··· DATA UNDER STUDY

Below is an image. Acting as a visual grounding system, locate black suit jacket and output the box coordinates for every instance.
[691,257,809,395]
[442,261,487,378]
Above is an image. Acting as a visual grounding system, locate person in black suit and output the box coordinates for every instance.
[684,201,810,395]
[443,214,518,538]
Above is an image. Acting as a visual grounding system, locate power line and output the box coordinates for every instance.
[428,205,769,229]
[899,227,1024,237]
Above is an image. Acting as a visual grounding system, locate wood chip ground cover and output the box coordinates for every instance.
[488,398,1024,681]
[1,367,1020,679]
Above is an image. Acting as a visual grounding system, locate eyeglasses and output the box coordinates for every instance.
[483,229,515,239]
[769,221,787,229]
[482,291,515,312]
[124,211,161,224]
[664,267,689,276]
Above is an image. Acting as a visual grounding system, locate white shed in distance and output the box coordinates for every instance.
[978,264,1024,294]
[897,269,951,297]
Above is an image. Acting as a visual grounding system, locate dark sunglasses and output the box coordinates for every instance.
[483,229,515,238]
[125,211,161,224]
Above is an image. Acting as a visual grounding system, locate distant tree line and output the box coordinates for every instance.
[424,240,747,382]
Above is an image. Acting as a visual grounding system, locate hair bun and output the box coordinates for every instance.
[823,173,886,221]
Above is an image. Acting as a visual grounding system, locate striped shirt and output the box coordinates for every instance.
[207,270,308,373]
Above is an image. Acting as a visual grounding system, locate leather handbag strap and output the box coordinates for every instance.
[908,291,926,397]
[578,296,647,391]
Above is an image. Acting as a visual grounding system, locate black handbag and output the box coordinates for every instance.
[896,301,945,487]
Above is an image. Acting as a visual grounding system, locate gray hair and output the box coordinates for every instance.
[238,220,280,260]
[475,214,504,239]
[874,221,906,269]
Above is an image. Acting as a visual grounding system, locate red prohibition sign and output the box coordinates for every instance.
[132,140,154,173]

······

| ASSIGNMENT |
Only the lines from the one containing "system, locate gray" through the last line of the records above are to be reproduced, exactly and with both ends included.

| YOUR SOLUTION |
Above is an image. Acting as a visual grounding system, locate gray hair and output the box coordinates for every instance.
[238,220,280,260]
[475,214,504,239]
[874,221,906,269]
Above is an image. Acting as a visual grounding system, locate red prohibition sign and output the box coordinates for every instance.
[132,140,154,173]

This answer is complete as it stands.